START Exercise data

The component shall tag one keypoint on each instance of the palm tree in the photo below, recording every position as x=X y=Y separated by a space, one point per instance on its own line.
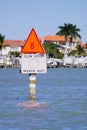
x=69 y=30
x=1 y=41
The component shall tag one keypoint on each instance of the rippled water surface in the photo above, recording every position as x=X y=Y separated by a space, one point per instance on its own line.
x=64 y=90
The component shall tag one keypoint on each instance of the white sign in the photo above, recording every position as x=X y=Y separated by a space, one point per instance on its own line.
x=33 y=63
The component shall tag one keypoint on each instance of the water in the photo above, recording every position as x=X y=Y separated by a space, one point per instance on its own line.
x=64 y=90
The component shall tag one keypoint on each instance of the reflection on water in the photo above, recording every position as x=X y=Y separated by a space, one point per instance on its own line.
x=64 y=90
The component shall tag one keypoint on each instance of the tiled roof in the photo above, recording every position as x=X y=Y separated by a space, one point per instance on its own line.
x=14 y=42
x=54 y=38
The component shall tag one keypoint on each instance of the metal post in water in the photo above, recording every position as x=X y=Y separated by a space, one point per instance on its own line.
x=32 y=87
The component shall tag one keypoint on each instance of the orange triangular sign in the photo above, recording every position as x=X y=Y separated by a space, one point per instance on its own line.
x=32 y=44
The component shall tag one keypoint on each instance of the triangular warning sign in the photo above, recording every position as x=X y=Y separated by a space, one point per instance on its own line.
x=32 y=44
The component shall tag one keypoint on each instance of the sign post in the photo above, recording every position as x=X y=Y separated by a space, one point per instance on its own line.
x=33 y=61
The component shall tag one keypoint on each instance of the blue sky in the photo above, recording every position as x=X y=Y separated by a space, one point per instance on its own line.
x=18 y=17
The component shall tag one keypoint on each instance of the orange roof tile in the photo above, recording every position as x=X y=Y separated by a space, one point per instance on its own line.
x=13 y=42
x=54 y=38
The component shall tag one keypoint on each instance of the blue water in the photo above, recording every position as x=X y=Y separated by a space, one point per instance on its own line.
x=64 y=90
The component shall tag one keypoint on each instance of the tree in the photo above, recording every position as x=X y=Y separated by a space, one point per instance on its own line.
x=1 y=41
x=69 y=30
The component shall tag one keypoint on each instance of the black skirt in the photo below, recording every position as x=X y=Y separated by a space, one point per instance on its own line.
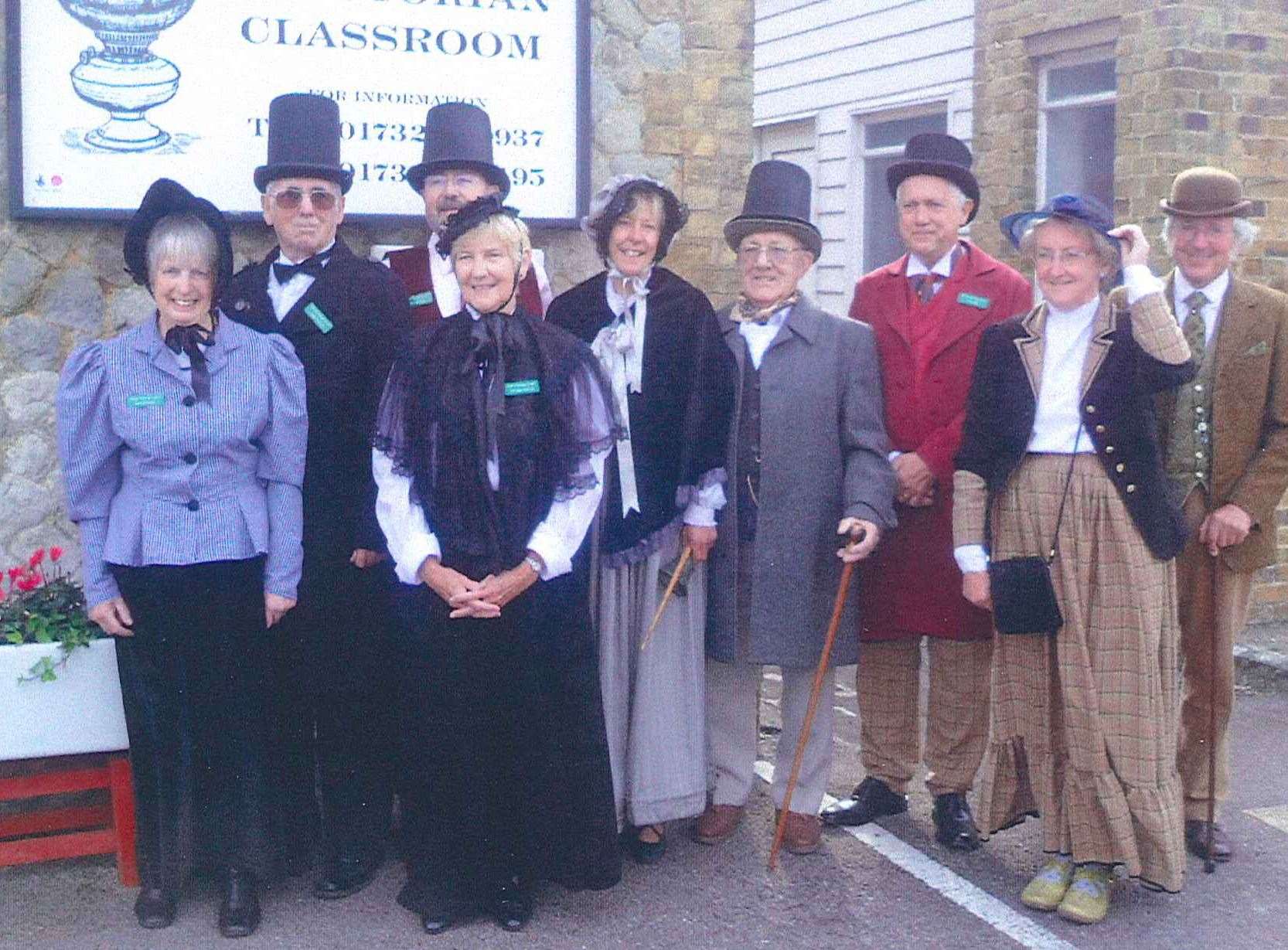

END Exercise data

**Problem to work on**
Any picture found in the data is to be skipped while the rest is copied exactly.

**Task output**
The component shall tag one keypoint on each instance of the palm tree in the photo below, recording every position as x=X y=Y separated by a space, one point per instance on its own line.
x=69 y=30
x=1 y=41
The component shall tag one keypoint on each instance of the rippled water surface in the photo above, recording every position as x=X y=Y separated by a space, one point per instance on its own line.
x=64 y=90
The component shall tag one keypoint on each instance of the white sign in the photo above, recording every position as x=X y=Y separated by a space, one point per instance on its own line.
x=33 y=63
The component shall tag one keypoint on each instance of the water in the photo above, recording every position as x=X y=Y separated by a space, one point per instance on its own line.
x=64 y=90
The component shall tag one keypoint on each instance of the reflection on water in the photo above, recording every position as x=X y=Y separated by a space, one point per instance on its own line.
x=64 y=90
The component shall tag one keypoint on each instance of the tiled roof in the photo above, recording every position as x=X y=Y separated by a space, one point per instance on its own line.
x=14 y=42
x=54 y=38
The component shall tag one keypoint on each instance of the metal post in water in the photo above, recording every position as x=X y=Y separated by a space, one point per instance on its own line.
x=32 y=87
The component shall tag one keypoint on each instance of the orange triangular sign in the photo above, recording every position as x=X y=Y separated by a space, one point per instance on its own line.
x=32 y=44
The component shall tag one keypoint on each instance of the triangular warning sign in the photo above, recording every position as x=X y=Y separated by a space, one point per instance on its own line.
x=32 y=44
The component shall tag one keypoint on each instance of the sign post in the photo above, recording every position as x=X y=Y separated by a space, one point per instance on its own line.
x=33 y=61
The component shall tag one keypoint on each instance of the blue sky in the photo above, recording every position as x=X y=Y separated by a space, one point per instance on its own line.
x=18 y=17
The component shall tag one keypoint on each instance of the orange roof tile in the photo above, recording every position as x=X y=Y separated by a space, one point per instance on its own line.
x=13 y=42
x=54 y=38
The component shall tag one keypoint on each instance of the blue water in the photo above, recording every position as x=X y=Y separated by a space, one point per instance on its own line.
x=64 y=90
The component shall tag one keypoint on each instance of the tree in the photo above, recording every position as x=X y=Y separated by a space, one point per instance on its own line.
x=1 y=41
x=69 y=30
The component shall tag one keypoint on each instance of the black skirt in the photo below, recording every position as x=X y=Y separated by a space, one point per instance on its own line.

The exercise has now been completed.